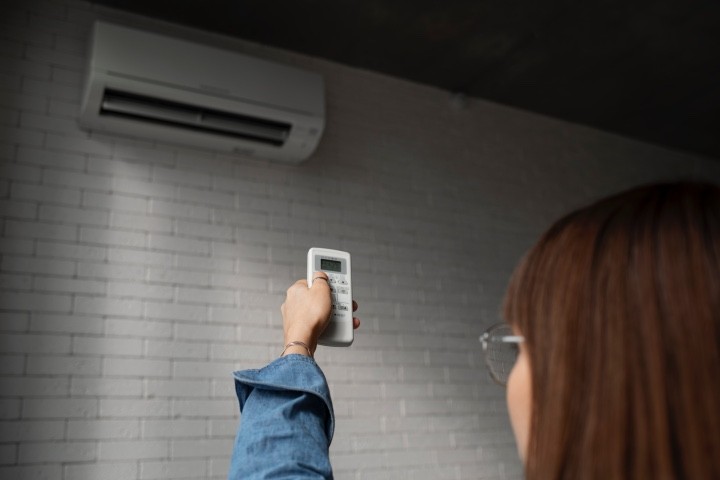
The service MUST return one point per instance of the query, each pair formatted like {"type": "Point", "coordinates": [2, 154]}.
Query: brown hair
{"type": "Point", "coordinates": [619, 303]}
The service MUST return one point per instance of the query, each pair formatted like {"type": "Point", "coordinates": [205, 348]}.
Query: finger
{"type": "Point", "coordinates": [320, 276]}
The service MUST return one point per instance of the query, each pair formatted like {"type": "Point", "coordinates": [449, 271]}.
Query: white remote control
{"type": "Point", "coordinates": [336, 264]}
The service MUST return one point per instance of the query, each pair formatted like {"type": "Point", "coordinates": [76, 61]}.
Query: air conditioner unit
{"type": "Point", "coordinates": [152, 86]}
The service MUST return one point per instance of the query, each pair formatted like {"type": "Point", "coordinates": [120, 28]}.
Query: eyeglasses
{"type": "Point", "coordinates": [501, 349]}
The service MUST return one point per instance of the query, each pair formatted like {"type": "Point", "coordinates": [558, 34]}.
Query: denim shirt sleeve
{"type": "Point", "coordinates": [286, 423]}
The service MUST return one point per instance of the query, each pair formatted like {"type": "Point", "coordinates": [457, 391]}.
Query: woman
{"type": "Point", "coordinates": [616, 311]}
{"type": "Point", "coordinates": [619, 372]}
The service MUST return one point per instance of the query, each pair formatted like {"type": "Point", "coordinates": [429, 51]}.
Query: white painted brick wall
{"type": "Point", "coordinates": [136, 275]}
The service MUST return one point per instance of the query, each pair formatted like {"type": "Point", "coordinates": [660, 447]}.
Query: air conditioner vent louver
{"type": "Point", "coordinates": [153, 110]}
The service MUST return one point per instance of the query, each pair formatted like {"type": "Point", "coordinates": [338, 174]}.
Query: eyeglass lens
{"type": "Point", "coordinates": [500, 355]}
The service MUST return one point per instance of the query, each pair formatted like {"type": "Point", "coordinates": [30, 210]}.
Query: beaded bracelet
{"type": "Point", "coordinates": [302, 344]}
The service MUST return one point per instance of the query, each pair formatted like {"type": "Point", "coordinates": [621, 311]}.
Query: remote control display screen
{"type": "Point", "coordinates": [330, 265]}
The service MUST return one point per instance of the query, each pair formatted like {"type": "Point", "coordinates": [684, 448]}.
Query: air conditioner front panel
{"type": "Point", "coordinates": [169, 110]}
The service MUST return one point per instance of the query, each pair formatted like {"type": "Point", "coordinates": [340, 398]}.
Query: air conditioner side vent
{"type": "Point", "coordinates": [116, 103]}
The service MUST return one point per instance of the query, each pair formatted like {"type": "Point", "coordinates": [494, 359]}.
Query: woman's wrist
{"type": "Point", "coordinates": [297, 347]}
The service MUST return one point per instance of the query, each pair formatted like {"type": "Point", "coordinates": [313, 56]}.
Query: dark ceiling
{"type": "Point", "coordinates": [646, 69]}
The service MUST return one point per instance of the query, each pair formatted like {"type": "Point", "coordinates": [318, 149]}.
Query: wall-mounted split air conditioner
{"type": "Point", "coordinates": [152, 86]}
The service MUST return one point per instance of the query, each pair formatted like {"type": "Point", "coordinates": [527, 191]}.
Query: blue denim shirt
{"type": "Point", "coordinates": [286, 423]}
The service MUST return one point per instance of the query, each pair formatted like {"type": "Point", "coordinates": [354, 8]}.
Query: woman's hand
{"type": "Point", "coordinates": [306, 313]}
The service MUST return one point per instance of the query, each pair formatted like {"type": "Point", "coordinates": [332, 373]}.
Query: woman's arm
{"type": "Point", "coordinates": [287, 421]}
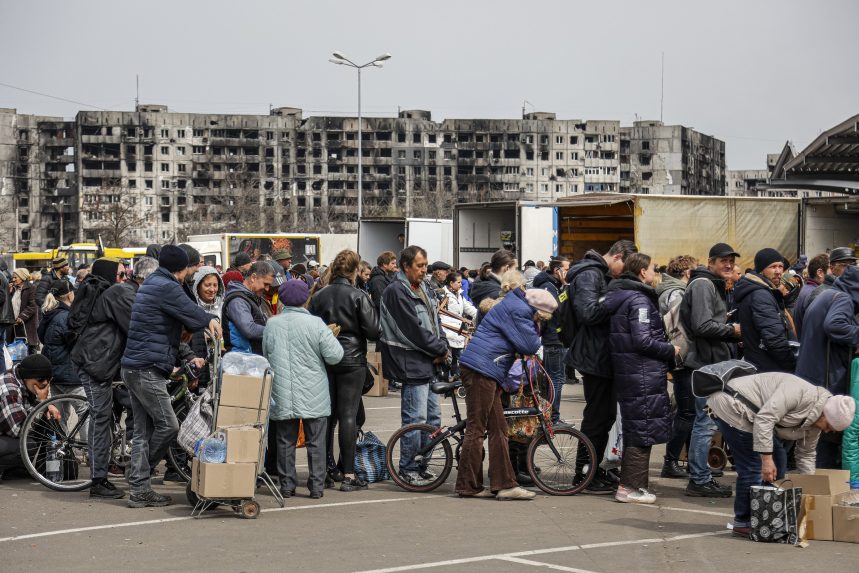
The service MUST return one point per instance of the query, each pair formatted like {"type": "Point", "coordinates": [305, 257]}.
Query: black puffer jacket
{"type": "Point", "coordinates": [102, 342]}
{"type": "Point", "coordinates": [351, 308]}
{"type": "Point", "coordinates": [704, 312]}
{"type": "Point", "coordinates": [588, 280]}
{"type": "Point", "coordinates": [640, 356]}
{"type": "Point", "coordinates": [764, 327]}
{"type": "Point", "coordinates": [52, 333]}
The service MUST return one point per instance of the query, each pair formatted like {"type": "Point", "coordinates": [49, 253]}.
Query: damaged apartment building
{"type": "Point", "coordinates": [154, 175]}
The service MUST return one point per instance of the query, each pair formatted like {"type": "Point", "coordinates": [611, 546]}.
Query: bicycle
{"type": "Point", "coordinates": [56, 452]}
{"type": "Point", "coordinates": [559, 459]}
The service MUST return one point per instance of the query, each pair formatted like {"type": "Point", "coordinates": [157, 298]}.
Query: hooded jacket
{"type": "Point", "coordinates": [789, 407]}
{"type": "Point", "coordinates": [765, 329]}
{"type": "Point", "coordinates": [833, 320]}
{"type": "Point", "coordinates": [548, 282]}
{"type": "Point", "coordinates": [640, 356]}
{"type": "Point", "coordinates": [411, 336]}
{"type": "Point", "coordinates": [52, 333]}
{"type": "Point", "coordinates": [587, 282]}
{"type": "Point", "coordinates": [507, 329]}
{"type": "Point", "coordinates": [704, 312]}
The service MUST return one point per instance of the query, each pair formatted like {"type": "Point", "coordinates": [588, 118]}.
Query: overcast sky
{"type": "Point", "coordinates": [752, 73]}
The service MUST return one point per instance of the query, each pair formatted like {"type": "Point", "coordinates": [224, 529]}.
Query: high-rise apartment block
{"type": "Point", "coordinates": [151, 175]}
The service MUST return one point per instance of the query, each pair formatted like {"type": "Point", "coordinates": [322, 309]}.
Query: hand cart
{"type": "Point", "coordinates": [248, 508]}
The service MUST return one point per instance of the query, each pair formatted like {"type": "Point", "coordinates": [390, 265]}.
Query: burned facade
{"type": "Point", "coordinates": [150, 175]}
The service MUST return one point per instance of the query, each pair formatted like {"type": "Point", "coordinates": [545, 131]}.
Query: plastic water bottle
{"type": "Point", "coordinates": [851, 499]}
{"type": "Point", "coordinates": [53, 464]}
{"type": "Point", "coordinates": [213, 450]}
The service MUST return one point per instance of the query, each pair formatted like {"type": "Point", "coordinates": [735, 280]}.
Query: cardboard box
{"type": "Point", "coordinates": [221, 481]}
{"type": "Point", "coordinates": [243, 444]}
{"type": "Point", "coordinates": [232, 416]}
{"type": "Point", "coordinates": [845, 522]}
{"type": "Point", "coordinates": [820, 491]}
{"type": "Point", "coordinates": [245, 391]}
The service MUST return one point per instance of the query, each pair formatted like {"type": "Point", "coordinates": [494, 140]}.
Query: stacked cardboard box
{"type": "Point", "coordinates": [380, 386]}
{"type": "Point", "coordinates": [821, 492]}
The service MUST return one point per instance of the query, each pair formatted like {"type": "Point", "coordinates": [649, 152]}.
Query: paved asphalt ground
{"type": "Point", "coordinates": [387, 529]}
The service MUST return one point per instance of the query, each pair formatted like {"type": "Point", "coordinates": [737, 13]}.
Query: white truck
{"type": "Point", "coordinates": [376, 235]}
{"type": "Point", "coordinates": [662, 226]}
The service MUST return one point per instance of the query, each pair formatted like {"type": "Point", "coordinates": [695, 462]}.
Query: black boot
{"type": "Point", "coordinates": [671, 469]}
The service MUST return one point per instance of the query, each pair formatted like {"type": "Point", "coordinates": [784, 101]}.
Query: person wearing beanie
{"type": "Point", "coordinates": [763, 408]}
{"type": "Point", "coordinates": [299, 346]}
{"type": "Point", "coordinates": [767, 328]}
{"type": "Point", "coordinates": [59, 271]}
{"type": "Point", "coordinates": [21, 389]}
{"type": "Point", "coordinates": [160, 311]}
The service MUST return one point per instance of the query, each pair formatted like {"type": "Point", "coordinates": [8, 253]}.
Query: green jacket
{"type": "Point", "coordinates": [850, 441]}
{"type": "Point", "coordinates": [298, 345]}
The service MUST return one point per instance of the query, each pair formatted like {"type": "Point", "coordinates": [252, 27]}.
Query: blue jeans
{"type": "Point", "coordinates": [699, 444]}
{"type": "Point", "coordinates": [417, 406]}
{"type": "Point", "coordinates": [748, 464]}
{"type": "Point", "coordinates": [553, 362]}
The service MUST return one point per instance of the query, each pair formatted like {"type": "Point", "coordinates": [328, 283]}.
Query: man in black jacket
{"type": "Point", "coordinates": [763, 322]}
{"type": "Point", "coordinates": [704, 312]}
{"type": "Point", "coordinates": [588, 280]}
{"type": "Point", "coordinates": [381, 276]}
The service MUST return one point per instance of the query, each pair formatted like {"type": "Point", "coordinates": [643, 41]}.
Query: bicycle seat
{"type": "Point", "coordinates": [444, 387]}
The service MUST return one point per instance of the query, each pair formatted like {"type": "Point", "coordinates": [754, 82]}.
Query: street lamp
{"type": "Point", "coordinates": [342, 60]}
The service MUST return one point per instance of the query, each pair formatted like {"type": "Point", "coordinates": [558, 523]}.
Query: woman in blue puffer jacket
{"type": "Point", "coordinates": [640, 356]}
{"type": "Point", "coordinates": [510, 328]}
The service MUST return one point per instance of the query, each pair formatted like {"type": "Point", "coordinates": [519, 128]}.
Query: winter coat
{"type": "Point", "coordinates": [765, 328]}
{"type": "Point", "coordinates": [704, 312]}
{"type": "Point", "coordinates": [833, 319]}
{"type": "Point", "coordinates": [298, 345]}
{"type": "Point", "coordinates": [244, 319]}
{"type": "Point", "coordinates": [507, 329]}
{"type": "Point", "coordinates": [379, 281]}
{"type": "Point", "coordinates": [29, 313]}
{"type": "Point", "coordinates": [640, 355]}
{"type": "Point", "coordinates": [52, 332]}
{"type": "Point", "coordinates": [457, 304]}
{"type": "Point", "coordinates": [548, 282]}
{"type": "Point", "coordinates": [588, 280]}
{"type": "Point", "coordinates": [160, 310]}
{"type": "Point", "coordinates": [850, 441]}
{"type": "Point", "coordinates": [411, 335]}
{"type": "Point", "coordinates": [789, 407]}
{"type": "Point", "coordinates": [100, 346]}
{"type": "Point", "coordinates": [670, 292]}
{"type": "Point", "coordinates": [351, 308]}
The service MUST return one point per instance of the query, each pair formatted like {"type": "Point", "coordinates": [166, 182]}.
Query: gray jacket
{"type": "Point", "coordinates": [789, 407]}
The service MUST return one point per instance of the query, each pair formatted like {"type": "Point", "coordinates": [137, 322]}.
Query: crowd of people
{"type": "Point", "coordinates": [631, 329]}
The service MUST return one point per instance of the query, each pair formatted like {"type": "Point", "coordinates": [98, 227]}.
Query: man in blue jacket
{"type": "Point", "coordinates": [830, 336]}
{"type": "Point", "coordinates": [412, 345]}
{"type": "Point", "coordinates": [161, 308]}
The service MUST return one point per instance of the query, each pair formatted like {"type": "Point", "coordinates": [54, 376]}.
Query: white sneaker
{"type": "Point", "coordinates": [625, 495]}
{"type": "Point", "coordinates": [515, 493]}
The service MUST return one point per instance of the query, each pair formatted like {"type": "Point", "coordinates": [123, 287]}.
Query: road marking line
{"type": "Point", "coordinates": [186, 518]}
{"type": "Point", "coordinates": [518, 554]}
{"type": "Point", "coordinates": [541, 564]}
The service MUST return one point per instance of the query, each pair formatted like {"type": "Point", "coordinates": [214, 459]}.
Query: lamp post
{"type": "Point", "coordinates": [342, 60]}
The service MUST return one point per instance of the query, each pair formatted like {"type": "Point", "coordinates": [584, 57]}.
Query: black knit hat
{"type": "Point", "coordinates": [766, 257]}
{"type": "Point", "coordinates": [173, 258]}
{"type": "Point", "coordinates": [35, 366]}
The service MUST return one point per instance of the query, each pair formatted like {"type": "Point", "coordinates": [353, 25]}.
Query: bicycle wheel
{"type": "Point", "coordinates": [552, 462]}
{"type": "Point", "coordinates": [435, 464]}
{"type": "Point", "coordinates": [55, 452]}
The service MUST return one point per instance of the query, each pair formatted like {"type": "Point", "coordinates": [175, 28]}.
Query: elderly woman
{"type": "Point", "coordinates": [299, 346]}
{"type": "Point", "coordinates": [25, 310]}
{"type": "Point", "coordinates": [510, 327]}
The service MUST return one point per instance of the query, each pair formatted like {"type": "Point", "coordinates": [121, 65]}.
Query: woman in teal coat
{"type": "Point", "coordinates": [298, 345]}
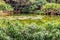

Exercise aim
From the line containing "Query: elderly woman" down to the final line of the material above, reproduce each line exactly and include no images.

Answer space
Query: elderly woman
{"type": "Point", "coordinates": [299, 346]}
{"type": "Point", "coordinates": [25, 310]}
{"type": "Point", "coordinates": [510, 327]}
The service MUST return one point per instance of the query, each pair formatted like {"type": "Point", "coordinates": [121, 65]}.
Query: woman in teal coat
{"type": "Point", "coordinates": [298, 345]}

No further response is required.